= Liste des tâches =
1 > Dans la discussion sur la programmation en VB .NET sous Mac, quel langage Nyx0uf conseille-t-il d'adopter à la place ?
2 > Pourriez-vous écrire la suite de la discussion sur la programmation en VB .NET sous Mac, à partir de son dernier message ?

= Extrait de la page =
┏━━

# Programmer en VB .NET sous Mac



## Wowforever55 (26 Avril 2011)

Bonjour à tous,

Ayant fait pas mal de recherches Internet à ce sujet mais n'ayant rien trouvé de convaincant, j'aimerais vous poser cette question : existe t-il un moyen de programmer en VB. NET sous Mac, avec Xcode ou autre chose ?

Merci d'avance


----------



## Nyx0uf (26 Avril 2011)

Non.

Mais bon faire du VB.NET en 2011 c'est complètement stupide. Faudrait penser à passer au C#.


----------



## ntx (26 Avril 2011)

.net (VB ou autre) est une technologie propriétaire de M$ donc installe Windows. 

Pour C#, il existe mono mais je doute que ses développeurs soient capables de suivre le rythme des évolutions faites par M$.

┗━━

= Données fournies =
┏━━

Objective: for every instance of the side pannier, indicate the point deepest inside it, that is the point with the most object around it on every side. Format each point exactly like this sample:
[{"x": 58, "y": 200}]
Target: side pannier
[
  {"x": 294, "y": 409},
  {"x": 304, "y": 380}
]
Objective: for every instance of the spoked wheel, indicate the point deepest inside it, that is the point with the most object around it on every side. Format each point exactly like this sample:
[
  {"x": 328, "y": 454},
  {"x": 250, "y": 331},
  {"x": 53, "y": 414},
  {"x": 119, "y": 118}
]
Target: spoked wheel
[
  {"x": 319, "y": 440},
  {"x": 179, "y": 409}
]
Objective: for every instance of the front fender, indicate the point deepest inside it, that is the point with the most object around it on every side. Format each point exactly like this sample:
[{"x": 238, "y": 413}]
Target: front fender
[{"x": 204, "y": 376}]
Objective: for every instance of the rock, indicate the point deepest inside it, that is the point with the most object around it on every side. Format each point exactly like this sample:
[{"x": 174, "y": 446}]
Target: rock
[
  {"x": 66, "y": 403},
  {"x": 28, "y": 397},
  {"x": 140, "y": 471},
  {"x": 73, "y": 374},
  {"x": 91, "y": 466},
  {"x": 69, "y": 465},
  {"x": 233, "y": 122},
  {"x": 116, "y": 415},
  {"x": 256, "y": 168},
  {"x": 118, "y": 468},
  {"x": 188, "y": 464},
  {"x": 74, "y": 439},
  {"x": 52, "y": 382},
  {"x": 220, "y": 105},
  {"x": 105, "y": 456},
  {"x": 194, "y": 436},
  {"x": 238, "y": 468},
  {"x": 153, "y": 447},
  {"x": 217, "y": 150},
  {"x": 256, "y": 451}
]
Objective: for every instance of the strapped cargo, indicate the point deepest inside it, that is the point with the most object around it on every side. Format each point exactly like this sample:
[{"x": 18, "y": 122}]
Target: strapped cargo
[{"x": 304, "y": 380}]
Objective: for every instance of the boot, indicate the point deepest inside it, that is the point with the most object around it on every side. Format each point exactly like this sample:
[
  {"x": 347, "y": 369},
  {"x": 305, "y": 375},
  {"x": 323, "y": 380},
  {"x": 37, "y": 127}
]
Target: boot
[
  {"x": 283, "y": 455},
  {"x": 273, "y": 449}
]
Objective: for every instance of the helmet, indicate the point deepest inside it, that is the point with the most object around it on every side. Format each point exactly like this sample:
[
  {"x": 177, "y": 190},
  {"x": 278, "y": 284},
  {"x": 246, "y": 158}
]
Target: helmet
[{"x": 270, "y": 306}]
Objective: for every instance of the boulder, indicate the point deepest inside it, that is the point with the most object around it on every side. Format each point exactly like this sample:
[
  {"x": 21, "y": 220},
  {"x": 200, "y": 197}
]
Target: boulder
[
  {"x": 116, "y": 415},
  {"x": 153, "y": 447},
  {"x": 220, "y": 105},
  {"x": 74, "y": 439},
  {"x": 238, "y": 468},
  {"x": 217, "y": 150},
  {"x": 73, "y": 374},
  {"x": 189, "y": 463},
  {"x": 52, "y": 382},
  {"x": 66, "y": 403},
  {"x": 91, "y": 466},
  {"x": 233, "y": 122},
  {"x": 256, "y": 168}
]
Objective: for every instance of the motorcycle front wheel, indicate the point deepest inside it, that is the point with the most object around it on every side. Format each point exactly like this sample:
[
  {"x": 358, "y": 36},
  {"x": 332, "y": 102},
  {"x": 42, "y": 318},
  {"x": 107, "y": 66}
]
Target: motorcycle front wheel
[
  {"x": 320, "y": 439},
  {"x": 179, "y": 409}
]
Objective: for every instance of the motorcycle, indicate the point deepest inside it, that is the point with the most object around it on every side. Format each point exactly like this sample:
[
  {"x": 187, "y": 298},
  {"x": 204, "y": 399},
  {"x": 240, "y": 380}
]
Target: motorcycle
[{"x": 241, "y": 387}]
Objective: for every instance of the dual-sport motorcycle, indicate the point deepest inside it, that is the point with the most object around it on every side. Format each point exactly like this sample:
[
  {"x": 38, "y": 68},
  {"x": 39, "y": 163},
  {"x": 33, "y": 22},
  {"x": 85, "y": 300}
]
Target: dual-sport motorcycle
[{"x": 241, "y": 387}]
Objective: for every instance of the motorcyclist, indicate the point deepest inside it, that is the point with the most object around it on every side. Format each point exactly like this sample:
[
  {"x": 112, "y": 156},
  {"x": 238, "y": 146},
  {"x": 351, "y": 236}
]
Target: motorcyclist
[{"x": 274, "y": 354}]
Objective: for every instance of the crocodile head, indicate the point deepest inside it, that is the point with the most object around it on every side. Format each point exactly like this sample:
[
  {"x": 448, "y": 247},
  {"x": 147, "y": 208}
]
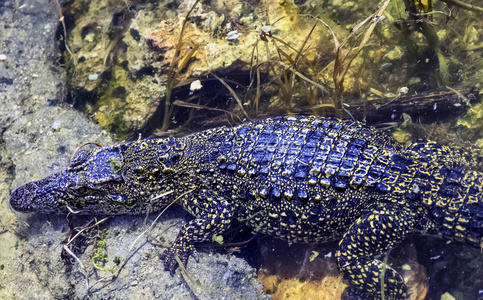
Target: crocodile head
[{"x": 92, "y": 184}]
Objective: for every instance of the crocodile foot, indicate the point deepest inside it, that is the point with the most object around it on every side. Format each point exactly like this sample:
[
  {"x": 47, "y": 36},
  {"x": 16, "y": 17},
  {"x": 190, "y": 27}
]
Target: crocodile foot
[{"x": 180, "y": 251}]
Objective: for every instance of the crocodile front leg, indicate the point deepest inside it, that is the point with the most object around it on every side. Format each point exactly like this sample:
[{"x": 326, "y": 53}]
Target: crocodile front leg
[
  {"x": 372, "y": 235},
  {"x": 213, "y": 218}
]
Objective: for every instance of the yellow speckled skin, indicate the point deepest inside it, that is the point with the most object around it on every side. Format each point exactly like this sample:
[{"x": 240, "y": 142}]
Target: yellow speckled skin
[{"x": 303, "y": 179}]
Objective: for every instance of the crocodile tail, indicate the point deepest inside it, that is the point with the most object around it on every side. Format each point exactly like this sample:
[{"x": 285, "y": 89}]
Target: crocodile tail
[
  {"x": 466, "y": 156},
  {"x": 454, "y": 199}
]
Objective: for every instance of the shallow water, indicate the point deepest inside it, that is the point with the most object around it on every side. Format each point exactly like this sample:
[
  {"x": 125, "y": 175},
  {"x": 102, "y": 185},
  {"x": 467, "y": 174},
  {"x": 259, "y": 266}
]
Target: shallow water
[{"x": 108, "y": 79}]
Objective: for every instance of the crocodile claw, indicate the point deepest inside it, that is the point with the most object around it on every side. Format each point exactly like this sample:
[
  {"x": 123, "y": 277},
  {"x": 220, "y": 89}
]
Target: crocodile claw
[{"x": 183, "y": 252}]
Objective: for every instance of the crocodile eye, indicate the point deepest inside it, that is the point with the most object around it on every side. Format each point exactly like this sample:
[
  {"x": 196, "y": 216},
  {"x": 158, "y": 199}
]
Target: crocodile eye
[{"x": 79, "y": 158}]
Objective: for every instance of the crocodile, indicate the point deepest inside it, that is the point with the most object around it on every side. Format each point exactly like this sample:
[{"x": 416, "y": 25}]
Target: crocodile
[{"x": 304, "y": 179}]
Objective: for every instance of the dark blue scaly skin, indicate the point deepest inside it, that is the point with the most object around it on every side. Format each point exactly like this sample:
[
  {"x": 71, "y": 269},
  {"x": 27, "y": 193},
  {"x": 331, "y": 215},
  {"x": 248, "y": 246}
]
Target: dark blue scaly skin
[{"x": 302, "y": 179}]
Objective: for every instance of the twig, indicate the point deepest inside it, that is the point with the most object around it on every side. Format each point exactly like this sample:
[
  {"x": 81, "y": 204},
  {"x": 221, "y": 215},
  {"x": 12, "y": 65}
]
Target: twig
[
  {"x": 464, "y": 5},
  {"x": 61, "y": 19},
  {"x": 80, "y": 264},
  {"x": 232, "y": 92}
]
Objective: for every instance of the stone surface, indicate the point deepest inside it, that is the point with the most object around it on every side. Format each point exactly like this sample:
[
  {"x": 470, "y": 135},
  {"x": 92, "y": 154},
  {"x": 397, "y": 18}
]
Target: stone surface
[{"x": 39, "y": 133}]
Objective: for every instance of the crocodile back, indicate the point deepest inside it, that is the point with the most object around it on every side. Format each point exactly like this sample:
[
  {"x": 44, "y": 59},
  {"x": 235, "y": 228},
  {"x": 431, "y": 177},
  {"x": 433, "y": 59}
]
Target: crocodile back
[{"x": 305, "y": 179}]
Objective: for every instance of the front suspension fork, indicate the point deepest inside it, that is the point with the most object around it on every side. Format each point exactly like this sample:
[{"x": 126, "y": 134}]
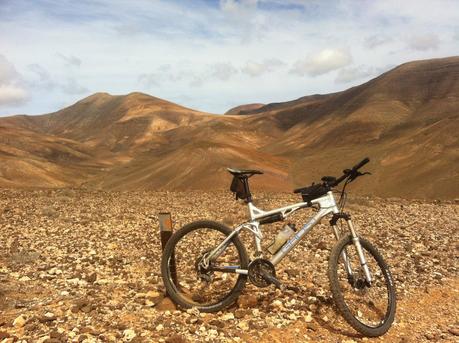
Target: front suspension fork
[{"x": 356, "y": 242}]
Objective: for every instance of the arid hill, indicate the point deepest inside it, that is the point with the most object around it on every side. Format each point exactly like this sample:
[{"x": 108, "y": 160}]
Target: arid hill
[{"x": 406, "y": 120}]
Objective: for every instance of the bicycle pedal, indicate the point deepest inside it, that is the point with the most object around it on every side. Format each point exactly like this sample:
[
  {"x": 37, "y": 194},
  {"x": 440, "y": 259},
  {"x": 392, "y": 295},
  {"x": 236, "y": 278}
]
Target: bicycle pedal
[{"x": 273, "y": 280}]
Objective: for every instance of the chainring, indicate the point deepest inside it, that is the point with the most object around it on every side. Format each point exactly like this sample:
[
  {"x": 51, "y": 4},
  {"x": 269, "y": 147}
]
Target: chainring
[{"x": 256, "y": 269}]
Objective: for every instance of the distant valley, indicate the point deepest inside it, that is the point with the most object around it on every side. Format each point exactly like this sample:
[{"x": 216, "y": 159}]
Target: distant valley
[{"x": 406, "y": 120}]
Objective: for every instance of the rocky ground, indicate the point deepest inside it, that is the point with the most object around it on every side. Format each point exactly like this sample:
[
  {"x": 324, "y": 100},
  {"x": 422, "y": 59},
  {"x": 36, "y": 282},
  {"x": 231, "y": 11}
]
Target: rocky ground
[{"x": 80, "y": 266}]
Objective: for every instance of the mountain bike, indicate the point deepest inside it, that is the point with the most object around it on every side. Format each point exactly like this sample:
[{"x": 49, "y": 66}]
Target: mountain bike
[{"x": 212, "y": 264}]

┗━━

= Réponses =
1 > Le C#.

2 >
----------



## Wowforever55 (26 Avril 2011)

Ok merci je vais donc apprendre le C#, je pourrais comme ca être aussi sur Mac vu que j'en ai un. (Je trahirai pas, je continuerai pas sur Windows, longue vie à OS X)


----------



## Rez2a (27 Avril 2011)

Le plus simple c'est encore d'utiliser une partition Windows sur ton Mac, d'installer Visual Studio, et de lancer Windows depuis Mac OS avec un logiciel de virtualisation (Parallels Desktop ou VMWare Fusion).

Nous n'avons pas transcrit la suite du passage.